---------- Stored data ----------

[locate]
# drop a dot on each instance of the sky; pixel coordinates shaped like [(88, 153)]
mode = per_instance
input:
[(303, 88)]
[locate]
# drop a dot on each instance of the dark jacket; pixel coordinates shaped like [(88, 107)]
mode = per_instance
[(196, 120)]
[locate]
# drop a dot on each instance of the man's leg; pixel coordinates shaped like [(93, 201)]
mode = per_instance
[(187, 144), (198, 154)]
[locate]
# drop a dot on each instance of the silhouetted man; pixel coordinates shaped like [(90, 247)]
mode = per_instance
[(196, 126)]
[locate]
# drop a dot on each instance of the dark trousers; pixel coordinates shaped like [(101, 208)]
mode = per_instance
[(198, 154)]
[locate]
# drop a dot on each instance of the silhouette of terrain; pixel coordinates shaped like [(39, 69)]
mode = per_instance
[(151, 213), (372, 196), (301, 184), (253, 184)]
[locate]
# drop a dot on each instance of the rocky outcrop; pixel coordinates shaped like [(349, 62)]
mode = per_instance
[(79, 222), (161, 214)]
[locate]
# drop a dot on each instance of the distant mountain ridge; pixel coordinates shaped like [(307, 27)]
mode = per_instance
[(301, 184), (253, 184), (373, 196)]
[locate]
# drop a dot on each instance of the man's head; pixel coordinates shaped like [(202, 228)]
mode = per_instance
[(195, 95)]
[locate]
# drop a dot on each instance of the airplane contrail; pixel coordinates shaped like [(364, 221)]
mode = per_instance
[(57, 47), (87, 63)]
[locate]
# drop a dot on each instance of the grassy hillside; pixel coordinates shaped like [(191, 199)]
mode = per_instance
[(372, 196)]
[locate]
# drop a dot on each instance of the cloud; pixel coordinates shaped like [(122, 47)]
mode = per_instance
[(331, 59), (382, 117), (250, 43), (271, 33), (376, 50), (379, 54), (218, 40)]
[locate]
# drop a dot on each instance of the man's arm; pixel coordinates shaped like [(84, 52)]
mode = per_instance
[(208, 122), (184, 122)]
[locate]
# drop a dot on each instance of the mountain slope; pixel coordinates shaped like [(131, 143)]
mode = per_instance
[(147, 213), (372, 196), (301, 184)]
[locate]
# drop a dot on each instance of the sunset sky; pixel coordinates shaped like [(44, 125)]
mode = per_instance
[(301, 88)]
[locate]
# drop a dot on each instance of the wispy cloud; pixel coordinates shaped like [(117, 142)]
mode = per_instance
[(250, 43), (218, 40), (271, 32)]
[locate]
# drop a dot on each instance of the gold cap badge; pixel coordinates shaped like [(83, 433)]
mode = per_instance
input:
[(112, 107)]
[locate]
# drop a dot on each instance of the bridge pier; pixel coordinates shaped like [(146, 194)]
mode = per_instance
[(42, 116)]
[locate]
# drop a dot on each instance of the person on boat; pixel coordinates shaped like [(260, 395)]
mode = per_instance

----------

• Task to carry out
Reproduce the listing verbatim, starting at its first line and ending with the line that contains "[(151, 213), (372, 196), (301, 184), (253, 184)]", with both of those lines included.

• In response
[locate]
# drop a dot on each instance of the sky; pixel coordinates shaped like [(88, 153)]
mode = per_instance
input:
[(303, 88)]
[locate]
# drop a dot on each instance of the dark jacket; pixel coordinates shaped like [(88, 107)]
mode = per_instance
[(196, 120)]
[locate]
# drop a dot on each instance of the man's leg; pixel coordinates shaped like [(93, 201)]
mode = per_instance
[(187, 144), (198, 154)]
[locate]
# drop a dot on each instance of the silhouetted man; pixel coordinates shaped like [(90, 247)]
mode = per_instance
[(196, 126)]
[locate]
# drop a dot on each instance of the dark trousers; pixel coordinates shaped like [(101, 208)]
mode = per_instance
[(198, 154)]
[locate]
# drop a dot on each instance of the silhouette of terrain; pixel coordinates shaped like [(39, 69)]
mode = per_instance
[(151, 213), (372, 196), (301, 184), (253, 184)]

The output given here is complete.